Problem to solve: What lines below hold the string "query"? Copy them all.

Stored items:
###

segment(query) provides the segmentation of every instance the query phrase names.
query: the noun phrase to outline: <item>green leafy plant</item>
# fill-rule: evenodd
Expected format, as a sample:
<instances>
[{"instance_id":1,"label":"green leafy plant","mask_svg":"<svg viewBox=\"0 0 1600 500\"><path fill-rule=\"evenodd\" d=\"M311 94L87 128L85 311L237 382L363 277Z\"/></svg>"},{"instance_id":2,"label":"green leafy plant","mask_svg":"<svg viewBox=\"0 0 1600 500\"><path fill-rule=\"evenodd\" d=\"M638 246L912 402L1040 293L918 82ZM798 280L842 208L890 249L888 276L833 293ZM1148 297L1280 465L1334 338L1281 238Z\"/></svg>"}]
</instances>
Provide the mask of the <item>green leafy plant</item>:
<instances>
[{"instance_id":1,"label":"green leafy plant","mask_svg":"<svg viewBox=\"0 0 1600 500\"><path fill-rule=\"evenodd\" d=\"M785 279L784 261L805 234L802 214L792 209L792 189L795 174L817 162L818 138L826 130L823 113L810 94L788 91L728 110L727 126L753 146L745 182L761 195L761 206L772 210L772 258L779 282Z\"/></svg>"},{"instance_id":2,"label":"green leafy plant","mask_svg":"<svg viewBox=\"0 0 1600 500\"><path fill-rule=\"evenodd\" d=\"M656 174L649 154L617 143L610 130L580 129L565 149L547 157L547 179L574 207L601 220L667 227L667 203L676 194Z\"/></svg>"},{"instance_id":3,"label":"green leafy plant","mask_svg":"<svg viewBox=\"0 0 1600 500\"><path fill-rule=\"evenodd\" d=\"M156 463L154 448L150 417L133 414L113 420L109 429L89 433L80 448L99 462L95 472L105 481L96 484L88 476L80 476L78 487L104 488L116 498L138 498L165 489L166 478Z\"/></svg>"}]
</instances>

###

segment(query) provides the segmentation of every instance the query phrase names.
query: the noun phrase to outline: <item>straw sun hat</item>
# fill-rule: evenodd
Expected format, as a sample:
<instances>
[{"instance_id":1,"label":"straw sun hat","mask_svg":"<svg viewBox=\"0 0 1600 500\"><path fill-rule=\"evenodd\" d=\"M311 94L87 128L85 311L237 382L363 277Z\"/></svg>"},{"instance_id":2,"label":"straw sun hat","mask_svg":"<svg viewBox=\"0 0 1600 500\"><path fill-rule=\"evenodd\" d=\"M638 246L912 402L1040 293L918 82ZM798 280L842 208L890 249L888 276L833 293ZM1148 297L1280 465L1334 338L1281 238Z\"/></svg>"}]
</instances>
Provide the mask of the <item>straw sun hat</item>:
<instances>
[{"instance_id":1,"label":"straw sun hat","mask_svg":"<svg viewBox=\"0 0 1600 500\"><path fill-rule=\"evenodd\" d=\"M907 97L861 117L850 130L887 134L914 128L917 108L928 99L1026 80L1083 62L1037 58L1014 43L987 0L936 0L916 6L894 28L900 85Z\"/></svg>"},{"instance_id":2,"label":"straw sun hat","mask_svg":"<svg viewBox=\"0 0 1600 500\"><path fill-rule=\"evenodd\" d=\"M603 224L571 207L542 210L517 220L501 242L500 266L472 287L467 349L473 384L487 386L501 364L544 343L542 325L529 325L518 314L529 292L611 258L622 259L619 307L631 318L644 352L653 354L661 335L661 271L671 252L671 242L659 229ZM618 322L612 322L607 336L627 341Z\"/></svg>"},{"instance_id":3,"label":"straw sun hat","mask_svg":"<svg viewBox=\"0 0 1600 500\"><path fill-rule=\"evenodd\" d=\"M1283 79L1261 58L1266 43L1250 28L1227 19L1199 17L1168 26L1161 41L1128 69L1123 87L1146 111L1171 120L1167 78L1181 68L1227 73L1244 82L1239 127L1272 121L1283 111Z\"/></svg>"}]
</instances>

###

Your response:
segment(query) provides the segmentation of every instance the query phrase names.
query: the noun phrase to outline: <item>green leafy plant</item>
segment(query) provides the segmentation of every instance the query phrase names.
query: the noun phrase to outline: <item>straw sun hat</item>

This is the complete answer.